REQUIRED WORK: Word for word, copy the records that follow.

RECORDED INFORMATION:
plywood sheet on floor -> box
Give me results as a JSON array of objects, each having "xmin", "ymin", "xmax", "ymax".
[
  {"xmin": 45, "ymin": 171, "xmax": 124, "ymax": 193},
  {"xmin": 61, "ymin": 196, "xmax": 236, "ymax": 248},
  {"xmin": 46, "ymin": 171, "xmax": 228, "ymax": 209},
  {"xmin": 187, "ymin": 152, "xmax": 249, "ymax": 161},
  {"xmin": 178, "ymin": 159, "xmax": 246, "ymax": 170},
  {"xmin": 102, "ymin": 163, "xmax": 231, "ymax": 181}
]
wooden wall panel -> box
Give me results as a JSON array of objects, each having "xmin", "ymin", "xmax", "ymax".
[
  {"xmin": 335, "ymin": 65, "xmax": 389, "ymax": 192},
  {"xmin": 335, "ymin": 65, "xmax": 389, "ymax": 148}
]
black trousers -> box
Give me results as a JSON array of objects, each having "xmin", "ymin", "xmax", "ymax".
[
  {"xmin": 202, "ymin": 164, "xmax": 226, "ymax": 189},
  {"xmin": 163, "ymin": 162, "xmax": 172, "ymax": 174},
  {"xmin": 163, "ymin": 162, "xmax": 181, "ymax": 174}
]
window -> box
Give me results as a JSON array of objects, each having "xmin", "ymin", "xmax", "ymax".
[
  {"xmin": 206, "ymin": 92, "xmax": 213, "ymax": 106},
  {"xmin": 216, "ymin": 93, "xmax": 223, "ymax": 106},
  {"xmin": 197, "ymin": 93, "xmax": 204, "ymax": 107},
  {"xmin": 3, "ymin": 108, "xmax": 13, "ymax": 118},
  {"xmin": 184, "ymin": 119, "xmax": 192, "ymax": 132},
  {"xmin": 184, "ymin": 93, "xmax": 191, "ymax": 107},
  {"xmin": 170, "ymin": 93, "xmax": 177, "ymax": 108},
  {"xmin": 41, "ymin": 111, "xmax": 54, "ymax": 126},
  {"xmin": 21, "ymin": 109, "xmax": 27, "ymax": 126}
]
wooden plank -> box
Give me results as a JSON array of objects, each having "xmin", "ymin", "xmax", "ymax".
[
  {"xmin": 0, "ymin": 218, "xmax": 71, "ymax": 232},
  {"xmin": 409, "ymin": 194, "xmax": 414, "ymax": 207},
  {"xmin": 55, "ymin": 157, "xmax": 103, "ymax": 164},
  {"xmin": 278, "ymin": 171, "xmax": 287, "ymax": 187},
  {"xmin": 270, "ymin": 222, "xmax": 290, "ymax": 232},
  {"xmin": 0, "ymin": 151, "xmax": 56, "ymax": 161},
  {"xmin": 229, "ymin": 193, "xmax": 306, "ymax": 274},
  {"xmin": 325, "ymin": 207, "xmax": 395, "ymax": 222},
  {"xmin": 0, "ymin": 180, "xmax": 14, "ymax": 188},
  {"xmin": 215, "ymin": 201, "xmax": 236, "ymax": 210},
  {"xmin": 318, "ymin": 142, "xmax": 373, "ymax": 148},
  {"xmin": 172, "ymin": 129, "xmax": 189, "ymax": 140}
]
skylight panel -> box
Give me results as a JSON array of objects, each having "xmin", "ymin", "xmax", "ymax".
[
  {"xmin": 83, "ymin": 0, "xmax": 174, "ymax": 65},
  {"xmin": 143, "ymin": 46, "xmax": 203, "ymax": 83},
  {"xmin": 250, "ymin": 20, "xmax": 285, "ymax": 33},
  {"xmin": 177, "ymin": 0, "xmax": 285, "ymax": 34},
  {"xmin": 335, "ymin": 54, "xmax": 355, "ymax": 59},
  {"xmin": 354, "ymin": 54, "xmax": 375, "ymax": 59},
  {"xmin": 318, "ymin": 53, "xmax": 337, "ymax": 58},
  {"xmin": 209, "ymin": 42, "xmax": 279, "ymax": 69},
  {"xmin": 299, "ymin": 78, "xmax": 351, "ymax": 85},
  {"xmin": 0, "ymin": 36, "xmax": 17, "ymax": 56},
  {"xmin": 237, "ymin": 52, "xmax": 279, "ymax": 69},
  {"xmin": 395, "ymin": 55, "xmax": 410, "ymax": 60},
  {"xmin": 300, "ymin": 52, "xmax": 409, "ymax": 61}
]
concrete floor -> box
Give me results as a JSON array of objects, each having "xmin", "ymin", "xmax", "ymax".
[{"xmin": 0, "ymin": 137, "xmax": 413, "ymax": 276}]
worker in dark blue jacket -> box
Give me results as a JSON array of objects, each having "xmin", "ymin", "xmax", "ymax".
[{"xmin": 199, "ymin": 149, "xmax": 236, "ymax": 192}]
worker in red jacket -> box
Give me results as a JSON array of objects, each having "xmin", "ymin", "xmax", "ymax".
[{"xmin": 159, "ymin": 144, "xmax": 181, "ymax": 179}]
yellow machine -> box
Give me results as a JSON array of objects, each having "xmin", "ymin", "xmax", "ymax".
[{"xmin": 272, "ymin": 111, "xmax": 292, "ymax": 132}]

COMPLETED TASK:
plywood sheet on floor -> box
Give me results as a JSON array of objects, each having "xmin", "ymin", "xmax", "ymax".
[
  {"xmin": 45, "ymin": 171, "xmax": 124, "ymax": 193},
  {"xmin": 61, "ymin": 196, "xmax": 236, "ymax": 248},
  {"xmin": 46, "ymin": 171, "xmax": 228, "ymax": 209},
  {"xmin": 187, "ymin": 152, "xmax": 249, "ymax": 161},
  {"xmin": 178, "ymin": 159, "xmax": 246, "ymax": 170},
  {"xmin": 102, "ymin": 163, "xmax": 231, "ymax": 181}
]
wooden wall panel -> box
Give me results as a JSON array of objects, each having "xmin", "ymin", "xmax", "ymax".
[
  {"xmin": 335, "ymin": 65, "xmax": 389, "ymax": 192},
  {"xmin": 335, "ymin": 65, "xmax": 389, "ymax": 148}
]
black trousers -> box
Give me results as a JSON array of objects, each having "xmin", "ymin", "xmax", "ymax".
[
  {"xmin": 202, "ymin": 164, "xmax": 226, "ymax": 189},
  {"xmin": 163, "ymin": 162, "xmax": 172, "ymax": 174},
  {"xmin": 163, "ymin": 162, "xmax": 181, "ymax": 174}
]
window -> box
Give me results as a JSON array of objects, each having "xmin", "ymin", "xmax", "ymax".
[
  {"xmin": 206, "ymin": 92, "xmax": 213, "ymax": 106},
  {"xmin": 216, "ymin": 93, "xmax": 223, "ymax": 106},
  {"xmin": 197, "ymin": 93, "xmax": 204, "ymax": 107},
  {"xmin": 3, "ymin": 108, "xmax": 13, "ymax": 118},
  {"xmin": 184, "ymin": 119, "xmax": 192, "ymax": 132},
  {"xmin": 184, "ymin": 93, "xmax": 191, "ymax": 107},
  {"xmin": 170, "ymin": 93, "xmax": 177, "ymax": 108},
  {"xmin": 41, "ymin": 111, "xmax": 54, "ymax": 126},
  {"xmin": 21, "ymin": 109, "xmax": 27, "ymax": 126}
]
wooden plank -> box
Give me results as a JSON array of objects, each having "xmin", "ymin", "xmax", "ymax".
[
  {"xmin": 0, "ymin": 218, "xmax": 71, "ymax": 232},
  {"xmin": 409, "ymin": 194, "xmax": 414, "ymax": 207},
  {"xmin": 55, "ymin": 157, "xmax": 103, "ymax": 164},
  {"xmin": 278, "ymin": 171, "xmax": 287, "ymax": 187},
  {"xmin": 270, "ymin": 222, "xmax": 290, "ymax": 232},
  {"xmin": 0, "ymin": 151, "xmax": 56, "ymax": 161},
  {"xmin": 229, "ymin": 193, "xmax": 306, "ymax": 274},
  {"xmin": 325, "ymin": 207, "xmax": 395, "ymax": 222},
  {"xmin": 0, "ymin": 180, "xmax": 14, "ymax": 188},
  {"xmin": 215, "ymin": 201, "xmax": 236, "ymax": 210},
  {"xmin": 318, "ymin": 142, "xmax": 373, "ymax": 148},
  {"xmin": 172, "ymin": 129, "xmax": 189, "ymax": 140}
]
skylight panel -> box
Give me results as a JSON array of objects, each having "xmin", "ymin", "xmax", "ymax".
[
  {"xmin": 83, "ymin": 0, "xmax": 174, "ymax": 65},
  {"xmin": 143, "ymin": 46, "xmax": 203, "ymax": 83},
  {"xmin": 250, "ymin": 20, "xmax": 285, "ymax": 33},
  {"xmin": 177, "ymin": 0, "xmax": 285, "ymax": 34},
  {"xmin": 335, "ymin": 54, "xmax": 355, "ymax": 59},
  {"xmin": 354, "ymin": 54, "xmax": 375, "ymax": 59},
  {"xmin": 318, "ymin": 53, "xmax": 337, "ymax": 58},
  {"xmin": 209, "ymin": 42, "xmax": 279, "ymax": 69},
  {"xmin": 299, "ymin": 78, "xmax": 351, "ymax": 85},
  {"xmin": 0, "ymin": 36, "xmax": 17, "ymax": 56},
  {"xmin": 237, "ymin": 52, "xmax": 279, "ymax": 69},
  {"xmin": 395, "ymin": 55, "xmax": 410, "ymax": 60},
  {"xmin": 300, "ymin": 52, "xmax": 409, "ymax": 61}
]
concrete floor -> box
Give me results as a JSON array of objects, each having "xmin", "ymin", "xmax", "ymax".
[{"xmin": 0, "ymin": 137, "xmax": 413, "ymax": 276}]
worker in dark blue jacket -> box
Give me results as a JSON array of objects, each having "xmin", "ymin", "xmax", "ymax".
[{"xmin": 199, "ymin": 149, "xmax": 236, "ymax": 192}]
worker in red jacket -> box
Give me results as a JSON array of objects, each having "xmin", "ymin", "xmax", "ymax".
[{"xmin": 159, "ymin": 144, "xmax": 181, "ymax": 179}]
yellow machine -> box
Give me results as a JSON array of objects, each having "xmin", "ymin", "xmax", "ymax".
[{"xmin": 272, "ymin": 111, "xmax": 292, "ymax": 132}]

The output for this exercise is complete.